● **Text**
* * *

The discovery, described this month in the journal Antioxidants and Redox Signaling, builds on recent research in animals and humans that has shown a more drastic 20 percent to 40 percent cut in calories slows aging damage. The UF findings indicate even small reductions in calories could have big effects on health and shed light on the molecular process responsible for the phenomenon, which until now has been poorly understood.

"This finding suggests that even slight moderation in intake of calories and a moderate exercise program is beneficial to a key organ such as the liver, which shows significant signs of dysfunction in the aging process," said Christiaan Leeuwenburgh, Ph.D., an associate professor of aging and geriatric research at the UF College of Medicine and the paper's senior author.

UF scientists found that feeding rats just eight percent fewer calories a day and moderately increasing the animals' activity extended their average lifespan and significantly overturned the negative effects of cellular aging on liver function and overall health. An eight percent reduction is the equivalent of a few hundred calories in an average human diet and moderate exercise is equivalent to taking a short walk.

To reveal the workings of the body's chemical climate when aging-related damage happens, UF researchers tracked levels of biomarkers - chemicals and molecules present in the liver - in groups of rats. The researchers also plan to assess the same biomarkers in a study of rats' hearts, muscle and brains.

* * *

Region pointing items:
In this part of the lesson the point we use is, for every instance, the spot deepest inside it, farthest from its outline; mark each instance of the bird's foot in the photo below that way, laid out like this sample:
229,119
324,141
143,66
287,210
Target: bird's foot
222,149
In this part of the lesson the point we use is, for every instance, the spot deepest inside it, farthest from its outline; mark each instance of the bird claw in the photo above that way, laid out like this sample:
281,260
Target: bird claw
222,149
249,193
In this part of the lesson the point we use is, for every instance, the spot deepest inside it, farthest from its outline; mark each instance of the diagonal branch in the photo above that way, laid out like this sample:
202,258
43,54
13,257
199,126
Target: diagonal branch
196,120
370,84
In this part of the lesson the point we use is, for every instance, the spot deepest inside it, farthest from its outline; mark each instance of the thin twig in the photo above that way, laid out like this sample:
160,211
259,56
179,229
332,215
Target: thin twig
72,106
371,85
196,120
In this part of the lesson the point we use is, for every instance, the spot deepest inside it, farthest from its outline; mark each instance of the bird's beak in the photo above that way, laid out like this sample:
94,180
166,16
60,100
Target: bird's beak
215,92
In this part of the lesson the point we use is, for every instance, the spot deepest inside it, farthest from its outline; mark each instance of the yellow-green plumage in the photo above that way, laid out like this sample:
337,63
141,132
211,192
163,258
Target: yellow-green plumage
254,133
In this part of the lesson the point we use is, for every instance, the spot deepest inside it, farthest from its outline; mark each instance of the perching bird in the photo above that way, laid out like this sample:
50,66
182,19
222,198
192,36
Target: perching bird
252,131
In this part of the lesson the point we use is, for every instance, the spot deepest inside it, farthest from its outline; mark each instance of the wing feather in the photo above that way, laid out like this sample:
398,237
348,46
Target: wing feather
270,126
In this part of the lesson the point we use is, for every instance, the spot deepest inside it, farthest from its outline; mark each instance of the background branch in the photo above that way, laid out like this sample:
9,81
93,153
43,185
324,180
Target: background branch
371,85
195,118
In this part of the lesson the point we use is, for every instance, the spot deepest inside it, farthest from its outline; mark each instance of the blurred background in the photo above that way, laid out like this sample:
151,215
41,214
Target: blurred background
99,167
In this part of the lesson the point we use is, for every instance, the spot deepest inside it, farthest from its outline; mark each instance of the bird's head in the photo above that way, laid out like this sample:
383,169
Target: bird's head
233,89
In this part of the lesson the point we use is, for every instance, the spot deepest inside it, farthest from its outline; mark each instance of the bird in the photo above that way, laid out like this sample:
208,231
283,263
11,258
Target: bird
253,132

* * *

● **Tasks to carry out**
[a] Extract the passage of the text on calorie reduction between "The discovery, described" and "been poorly understood.", inclusive.
[b] Please translate this sentence from the text on calorie reduction into Spanish: "An eight percent reduction is the equivalent of a few hundred calories in an average human diet and moderate exercise is equivalent to taking a short walk."
[c] In the text on calorie reduction, which journal described the discovery?
The items have no connection to the text on calorie reduction.

● **Task-by-task answers**
[a]
The discovery, described this month in the journal Antioxidants and Redox Signaling, builds on recent research in animals and humans that has shown a more drastic 20 percent to 40 percent cut in calories slows aging damage. The UF findings indicate even small reductions in calories could have big effects on health and shed light on the molecular process responsible for the phenomenon, which until now has been poorly understood.

[b] Una reducción del ocho por ciento equivale a unos pocos cientos de calorías en una dieta humana promedio, y el ejercicio moderado equivale a dar un paseo corto.

[c] Antioxidants and Redox Signaling